## [TASK TO COMPLETE]
What you give back must match the data character for character.

## [RECORDS SHOWN]
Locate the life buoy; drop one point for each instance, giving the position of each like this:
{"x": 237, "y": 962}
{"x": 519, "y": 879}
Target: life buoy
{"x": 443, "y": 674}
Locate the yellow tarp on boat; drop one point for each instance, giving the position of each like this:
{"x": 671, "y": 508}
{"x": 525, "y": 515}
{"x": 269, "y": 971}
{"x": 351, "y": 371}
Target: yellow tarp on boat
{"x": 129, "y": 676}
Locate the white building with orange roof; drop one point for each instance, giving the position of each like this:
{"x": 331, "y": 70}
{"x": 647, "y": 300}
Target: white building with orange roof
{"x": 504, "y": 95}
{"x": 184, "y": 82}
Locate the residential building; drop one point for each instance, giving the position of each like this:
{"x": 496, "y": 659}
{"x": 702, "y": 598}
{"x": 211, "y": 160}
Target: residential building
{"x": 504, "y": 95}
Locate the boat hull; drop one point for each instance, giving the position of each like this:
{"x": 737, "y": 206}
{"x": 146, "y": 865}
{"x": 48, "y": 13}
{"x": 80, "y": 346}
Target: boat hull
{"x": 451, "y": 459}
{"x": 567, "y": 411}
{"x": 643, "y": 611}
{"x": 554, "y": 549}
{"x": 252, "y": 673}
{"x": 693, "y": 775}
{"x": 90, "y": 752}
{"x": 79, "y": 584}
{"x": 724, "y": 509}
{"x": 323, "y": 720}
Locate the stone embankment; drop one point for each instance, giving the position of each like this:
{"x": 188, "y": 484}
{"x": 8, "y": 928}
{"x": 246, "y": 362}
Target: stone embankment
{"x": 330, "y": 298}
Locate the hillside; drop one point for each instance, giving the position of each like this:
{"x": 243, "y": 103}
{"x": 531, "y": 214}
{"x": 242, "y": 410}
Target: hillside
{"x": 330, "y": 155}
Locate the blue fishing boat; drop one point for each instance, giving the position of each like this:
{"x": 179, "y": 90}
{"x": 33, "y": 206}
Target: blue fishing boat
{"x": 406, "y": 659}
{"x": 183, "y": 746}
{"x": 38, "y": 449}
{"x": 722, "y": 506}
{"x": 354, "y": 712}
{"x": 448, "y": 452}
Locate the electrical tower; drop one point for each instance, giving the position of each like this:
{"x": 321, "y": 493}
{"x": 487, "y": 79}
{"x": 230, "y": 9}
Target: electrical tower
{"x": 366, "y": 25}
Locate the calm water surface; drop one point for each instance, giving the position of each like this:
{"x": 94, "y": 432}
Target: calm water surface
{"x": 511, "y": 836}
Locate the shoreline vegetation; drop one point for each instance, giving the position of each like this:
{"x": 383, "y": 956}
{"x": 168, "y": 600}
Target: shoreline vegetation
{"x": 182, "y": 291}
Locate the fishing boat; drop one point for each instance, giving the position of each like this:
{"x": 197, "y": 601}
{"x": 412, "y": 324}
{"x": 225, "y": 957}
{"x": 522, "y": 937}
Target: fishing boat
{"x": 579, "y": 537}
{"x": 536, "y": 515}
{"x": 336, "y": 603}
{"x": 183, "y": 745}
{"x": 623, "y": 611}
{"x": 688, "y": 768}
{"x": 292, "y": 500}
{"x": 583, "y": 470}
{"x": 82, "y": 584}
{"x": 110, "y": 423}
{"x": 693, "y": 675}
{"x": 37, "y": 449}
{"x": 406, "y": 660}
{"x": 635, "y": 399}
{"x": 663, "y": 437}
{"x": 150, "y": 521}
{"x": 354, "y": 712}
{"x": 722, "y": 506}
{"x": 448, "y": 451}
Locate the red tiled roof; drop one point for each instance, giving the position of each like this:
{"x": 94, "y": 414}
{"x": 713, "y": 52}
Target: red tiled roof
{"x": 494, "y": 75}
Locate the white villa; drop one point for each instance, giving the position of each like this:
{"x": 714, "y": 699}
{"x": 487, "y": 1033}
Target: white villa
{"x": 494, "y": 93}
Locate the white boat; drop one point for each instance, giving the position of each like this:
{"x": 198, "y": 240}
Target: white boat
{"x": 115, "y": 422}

## [SOLUTION BELOW]
Locate the life buoy; drop one point for each instance, giving the position of each like this:
{"x": 237, "y": 962}
{"x": 519, "y": 879}
Target: life buoy
{"x": 443, "y": 674}
Locate the yellow tarp on boat; drop one point for each instance, giving the position of each like this:
{"x": 671, "y": 508}
{"x": 525, "y": 515}
{"x": 269, "y": 971}
{"x": 351, "y": 371}
Target: yellow tarp on boat
{"x": 129, "y": 676}
Locate the white building with orange roof; drop one point for each instance, giving the position of each like this:
{"x": 331, "y": 70}
{"x": 647, "y": 300}
Target: white building with orange roof
{"x": 504, "y": 95}
{"x": 184, "y": 82}
Locate the residential building; drop one point for each instance, giving the position of each like this:
{"x": 496, "y": 659}
{"x": 702, "y": 598}
{"x": 211, "y": 160}
Target: residential building
{"x": 504, "y": 95}
Locate the boat hull; drop one point for each instance, giving the position of each like this:
{"x": 737, "y": 206}
{"x": 146, "y": 865}
{"x": 48, "y": 13}
{"x": 80, "y": 346}
Target: boat hull
{"x": 451, "y": 459}
{"x": 567, "y": 411}
{"x": 643, "y": 611}
{"x": 554, "y": 549}
{"x": 252, "y": 673}
{"x": 693, "y": 775}
{"x": 90, "y": 752}
{"x": 79, "y": 584}
{"x": 724, "y": 509}
{"x": 323, "y": 720}
Locate the stone embankment; drop one point for each instance, giving the position of each like this:
{"x": 188, "y": 484}
{"x": 8, "y": 928}
{"x": 246, "y": 362}
Target: stone embankment
{"x": 330, "y": 298}
Locate the hillside; drop one point for each instance, giving the position of each like this:
{"x": 243, "y": 103}
{"x": 531, "y": 214}
{"x": 242, "y": 410}
Target: hillside
{"x": 330, "y": 155}
Locate the blue fishing boat; drop one point for each instance, giving the position of each like this:
{"x": 179, "y": 90}
{"x": 33, "y": 206}
Target: blue fishing boat
{"x": 406, "y": 659}
{"x": 183, "y": 746}
{"x": 38, "y": 449}
{"x": 722, "y": 506}
{"x": 354, "y": 712}
{"x": 448, "y": 452}
Locate the electrical tower; drop one point for each instance, giving the position of each like this:
{"x": 321, "y": 493}
{"x": 487, "y": 79}
{"x": 230, "y": 9}
Target: electrical tower
{"x": 366, "y": 25}
Locate the calm water surface; drop one point for each instance, giving the position of each like this:
{"x": 94, "y": 432}
Target: calm water surface
{"x": 511, "y": 836}
Locate the shoreline vegetation; drop one point for each instance, giving the position of each like this:
{"x": 383, "y": 956}
{"x": 168, "y": 600}
Target: shoreline vegetation
{"x": 182, "y": 291}
Locate the fishing boat; drop one point for each instance, giving the position of each like this:
{"x": 197, "y": 601}
{"x": 412, "y": 324}
{"x": 225, "y": 957}
{"x": 522, "y": 937}
Target: fishing boat
{"x": 579, "y": 537}
{"x": 536, "y": 515}
{"x": 336, "y": 603}
{"x": 183, "y": 745}
{"x": 623, "y": 611}
{"x": 688, "y": 768}
{"x": 292, "y": 500}
{"x": 583, "y": 470}
{"x": 82, "y": 584}
{"x": 110, "y": 423}
{"x": 693, "y": 675}
{"x": 37, "y": 449}
{"x": 406, "y": 660}
{"x": 635, "y": 399}
{"x": 663, "y": 437}
{"x": 150, "y": 521}
{"x": 354, "y": 712}
{"x": 722, "y": 506}
{"x": 448, "y": 451}
Locate the red tiled roof; drop one point for each instance, giving the position of each like this:
{"x": 94, "y": 414}
{"x": 713, "y": 52}
Target: red tiled roof
{"x": 494, "y": 75}
Locate the white villa; drop one point for each instance, giving the position of each like this:
{"x": 714, "y": 699}
{"x": 487, "y": 1033}
Target: white villa
{"x": 494, "y": 93}
Locate the white boat; drop one point for each instance, giving the position of each like this:
{"x": 198, "y": 240}
Target: white boat
{"x": 115, "y": 422}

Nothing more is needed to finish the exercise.